EXERCISE OBJECTIVE: Print the entire listing. Each line must match the original exactly.

RAW DATA:
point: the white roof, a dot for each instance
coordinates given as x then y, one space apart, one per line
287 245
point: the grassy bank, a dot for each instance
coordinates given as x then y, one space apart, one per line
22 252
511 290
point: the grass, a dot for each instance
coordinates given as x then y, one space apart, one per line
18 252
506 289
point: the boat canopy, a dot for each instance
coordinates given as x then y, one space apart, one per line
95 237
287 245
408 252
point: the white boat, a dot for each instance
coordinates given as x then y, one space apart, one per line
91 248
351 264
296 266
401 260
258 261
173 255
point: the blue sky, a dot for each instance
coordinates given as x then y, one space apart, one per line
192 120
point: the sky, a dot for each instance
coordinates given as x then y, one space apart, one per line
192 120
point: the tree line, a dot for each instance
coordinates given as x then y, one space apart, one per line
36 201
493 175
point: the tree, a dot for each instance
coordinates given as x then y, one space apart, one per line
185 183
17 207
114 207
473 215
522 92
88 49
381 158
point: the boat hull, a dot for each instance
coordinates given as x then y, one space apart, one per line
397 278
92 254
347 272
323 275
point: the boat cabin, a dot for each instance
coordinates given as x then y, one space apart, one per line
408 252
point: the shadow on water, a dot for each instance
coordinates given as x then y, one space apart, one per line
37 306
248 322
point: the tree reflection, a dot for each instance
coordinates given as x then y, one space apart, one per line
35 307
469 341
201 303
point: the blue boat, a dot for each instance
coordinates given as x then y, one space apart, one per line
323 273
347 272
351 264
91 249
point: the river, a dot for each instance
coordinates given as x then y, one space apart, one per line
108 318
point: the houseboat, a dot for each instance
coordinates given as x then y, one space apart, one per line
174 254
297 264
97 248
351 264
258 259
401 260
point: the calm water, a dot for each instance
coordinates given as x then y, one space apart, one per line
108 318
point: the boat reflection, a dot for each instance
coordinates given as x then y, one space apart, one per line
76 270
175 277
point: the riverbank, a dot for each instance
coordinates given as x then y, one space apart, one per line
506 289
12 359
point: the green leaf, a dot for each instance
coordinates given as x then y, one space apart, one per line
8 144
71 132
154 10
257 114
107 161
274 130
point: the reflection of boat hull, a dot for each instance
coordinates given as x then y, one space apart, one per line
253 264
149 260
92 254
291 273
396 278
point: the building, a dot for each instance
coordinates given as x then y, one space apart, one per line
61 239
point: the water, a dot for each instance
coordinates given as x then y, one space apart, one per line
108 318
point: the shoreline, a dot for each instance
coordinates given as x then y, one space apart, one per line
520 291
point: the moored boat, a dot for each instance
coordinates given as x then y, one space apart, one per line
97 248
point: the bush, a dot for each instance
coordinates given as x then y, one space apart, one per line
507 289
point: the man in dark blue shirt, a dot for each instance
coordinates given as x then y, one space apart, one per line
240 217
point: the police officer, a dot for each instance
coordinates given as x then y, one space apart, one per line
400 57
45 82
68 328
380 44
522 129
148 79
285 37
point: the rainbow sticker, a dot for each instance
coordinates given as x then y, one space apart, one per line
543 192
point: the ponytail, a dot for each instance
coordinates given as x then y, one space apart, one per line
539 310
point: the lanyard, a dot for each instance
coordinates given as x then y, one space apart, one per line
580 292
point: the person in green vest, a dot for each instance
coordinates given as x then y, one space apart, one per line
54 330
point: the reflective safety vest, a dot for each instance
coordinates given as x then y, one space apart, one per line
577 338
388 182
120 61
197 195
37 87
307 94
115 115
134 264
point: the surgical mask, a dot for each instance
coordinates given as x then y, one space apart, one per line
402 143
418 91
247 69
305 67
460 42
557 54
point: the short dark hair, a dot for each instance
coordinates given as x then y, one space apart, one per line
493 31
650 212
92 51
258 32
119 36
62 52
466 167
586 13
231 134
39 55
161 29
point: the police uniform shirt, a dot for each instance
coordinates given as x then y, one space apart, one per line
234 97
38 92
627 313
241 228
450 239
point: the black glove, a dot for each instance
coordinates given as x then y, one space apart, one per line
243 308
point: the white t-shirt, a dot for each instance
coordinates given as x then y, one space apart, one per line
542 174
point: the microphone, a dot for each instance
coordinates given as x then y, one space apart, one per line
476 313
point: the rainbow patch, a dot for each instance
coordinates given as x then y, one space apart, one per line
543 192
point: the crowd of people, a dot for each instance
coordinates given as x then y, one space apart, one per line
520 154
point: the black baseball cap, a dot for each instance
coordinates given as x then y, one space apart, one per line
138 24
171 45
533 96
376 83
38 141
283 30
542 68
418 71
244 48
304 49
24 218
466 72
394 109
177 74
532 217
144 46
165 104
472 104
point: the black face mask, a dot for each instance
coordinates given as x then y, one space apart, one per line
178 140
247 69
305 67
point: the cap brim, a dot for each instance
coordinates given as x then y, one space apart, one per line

RESPONSE TO THE EXERCISE:
point: the white roof, a dot for each instance
coordinates given as x then y, one space apart, one per line
287 245
point: the grassy bank, a dot for each instance
coordinates given as x then y, one space apart, one per line
22 252
511 290
point: the grass, a dot for each instance
coordinates given as x then y, one space apart, one per line
18 252
506 289
point: the boat canopy, a dot for each instance
coordinates given as x then y, one space apart, one per line
95 237
287 245
408 252
point: the white boat, a dot for each instance
coordinates given as x then y, one space apart, one per line
91 248
351 264
296 266
401 260
258 261
173 255
point: the blue sky, a dot for each instance
coordinates given as x then y, one space apart, one per line
192 120
point: the sky, a dot for each instance
coordinates given as x then y, one space apart, one per line
192 120
point: the tree line, a dot for each instance
coordinates given as x then y, one space apart, one per line
36 201
493 175
point: the tree, a dot for each instance
coordinates given as x then y, one space apart, one per line
185 183
17 207
114 207
473 215
522 92
88 49
381 158
point: the boat hull, a dot for each instance
coordinates given as x then y, one space apart, one per line
397 278
92 254
347 272
323 275
point: the boat cabin, a dot for each instance
coordinates given as x then y, one space apart, one per line
408 252
point: the shadow on water, a dot for each instance
coordinates given as x then y, one space apart, one per line
37 306
248 322
point: the tree reflection, a dot for each instance
coordinates given as x then y, one space apart, one per line
35 307
469 341
201 303
point: the blue boat, a dot for each instance
coordinates given as x then y, one space apart, one per line
323 273
347 272
351 264
91 249
point: the river, a dot for each instance
coordinates given as x then y, one space apart, one per line
108 318
point: the houseboat, a dot for each instance
coordinates given as x then y, one space apart, one per line
174 254
297 264
97 248
351 264
258 259
401 260
point: the calm water, a dot for each instance
coordinates given as x then y, one space apart, one per line
108 318
point: the boat reflection, a dot for each instance
coordinates given as x then y, one space apart, one per line
76 270
175 277
point: the riverbank, a dot for each instance
coordinates given as x then y, one space apart, one per line
506 289
12 359
point: the green leaf, a dot for each instance
coordinates given as x then y, one space apart, one per line
8 144
71 132
154 10
257 114
107 161
274 130
point: the reflection of boat hull, a dot for each instance
coordinates given as x then y, one space apart, one per line
253 264
149 260
92 254
291 273
396 278
point: the building, a dot for each instance
coordinates given as x then y, one space apart, one per line
61 239
point: the water, a dot for each instance
coordinates given as x then y, one space apart, one per line
108 318
point: the shoreline, a dot for each instance
coordinates given as x then y, one space apart, one per line
520 291
point: the moored boat, a dot for each instance
coordinates given as x then y, one space apart, one per line
97 248
point: the bush, a dot for each instance
coordinates given as x then y, one space apart, one per line
507 289
point: the man in dark blue shirt, a dot for each instance
coordinates given as x then y, one space apart, one per line
240 217
point: the police officer, a dot for each instance
coordinates given as x then y, one space apart, one per line
400 57
45 82
68 328
380 44
522 129
148 79
285 37
point: the rainbow sticker, a dot for each instance
coordinates given as x then y, one space apart, one per line
543 192
point: the ponytail, a dot for each instance
coordinates given as x then y, one space apart, one per line
539 310
point: the lanyard, a dot for each instance
coordinates given as x then y, one space apart, one per line
580 292
point: the person in green vest, a dot for each instance
coordinates given as x then y, one space apart, one per line
54 330
point: the reflective safety vest, a dot for each instance
coordinates given as x then y, one space apart, one per line
577 338
388 182
120 61
197 195
37 87
307 94
115 115
134 264
point: the surgical mask, a dot for each instance
coordinates given as x then y, one space apart, one per line
402 143
418 91
247 69
305 67
460 42
557 54
point: the short dark hair, a dot for each instance
coordinates given as x then y, one space apart, one per line
493 31
650 212
92 51
258 32
119 36
62 52
466 167
586 13
231 134
39 55
161 29
point: the police uniform shirt, a dot for each instance
coordinates given as x then y, one space apart, one per line
234 97
38 92
627 313
241 228
450 239
point: the black glove, a dot for each instance
coordinates given as x then y, one space apart, one per line
243 308
point: the white t-shirt, a dot for each instance
coordinates given as x then y, one space apart, one per line
542 174
point: the microphone, a dot for each instance
coordinates given as x then y, one space apart, one per line
476 313
point: the rainbow patch, a dot for each instance
coordinates given as x then y, one space apart, one per line
543 192
point: the crowd of people, a dot for each instance
coordinates given as x then y, one space apart, one per line
520 154
point: the black baseball cap, a dot for each instance
coordinates given as x then y, one space apart, one per line
138 24
171 45
533 96
376 83
38 141
283 30
542 68
418 71
244 48
304 49
24 218
466 72
394 109
177 74
532 217
144 46
165 104
472 104
point: the black face mask, a dot for each instance
coordinates given as x then y, one space apart, one per line
178 140
247 69
305 67
point: the cap brim, a dot for each instance
coordinates given as x then y, one space apart, one per line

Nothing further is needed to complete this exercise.